Aim of the exercise:
Provide nothing except how many lines of the data contain the word "this".

Excerpted records:
* * * * * * *

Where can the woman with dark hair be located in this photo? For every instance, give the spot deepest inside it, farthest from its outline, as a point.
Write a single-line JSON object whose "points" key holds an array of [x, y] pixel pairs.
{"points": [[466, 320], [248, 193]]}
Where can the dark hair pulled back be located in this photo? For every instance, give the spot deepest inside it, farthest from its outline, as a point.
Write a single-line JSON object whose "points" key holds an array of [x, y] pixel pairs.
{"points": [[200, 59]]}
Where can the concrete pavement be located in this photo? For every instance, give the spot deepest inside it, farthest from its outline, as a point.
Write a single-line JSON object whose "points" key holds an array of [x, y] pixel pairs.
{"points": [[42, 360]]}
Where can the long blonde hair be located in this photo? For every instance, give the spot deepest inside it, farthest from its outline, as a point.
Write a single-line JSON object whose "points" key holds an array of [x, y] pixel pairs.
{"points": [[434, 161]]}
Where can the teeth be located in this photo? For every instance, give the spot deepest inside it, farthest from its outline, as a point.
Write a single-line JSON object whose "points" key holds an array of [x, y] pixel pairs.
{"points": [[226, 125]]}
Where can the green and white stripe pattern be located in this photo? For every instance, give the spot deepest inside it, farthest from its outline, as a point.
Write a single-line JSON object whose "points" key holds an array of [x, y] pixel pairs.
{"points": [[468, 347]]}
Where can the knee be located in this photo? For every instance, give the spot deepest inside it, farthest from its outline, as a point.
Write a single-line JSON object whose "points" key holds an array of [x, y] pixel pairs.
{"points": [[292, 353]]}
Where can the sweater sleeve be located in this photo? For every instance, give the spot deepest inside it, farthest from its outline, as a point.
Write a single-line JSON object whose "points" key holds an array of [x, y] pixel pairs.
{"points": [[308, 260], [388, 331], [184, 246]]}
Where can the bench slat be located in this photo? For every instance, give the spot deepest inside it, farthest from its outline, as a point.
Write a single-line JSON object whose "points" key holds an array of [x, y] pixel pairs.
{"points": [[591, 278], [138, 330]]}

* * * * * * *

Result:
9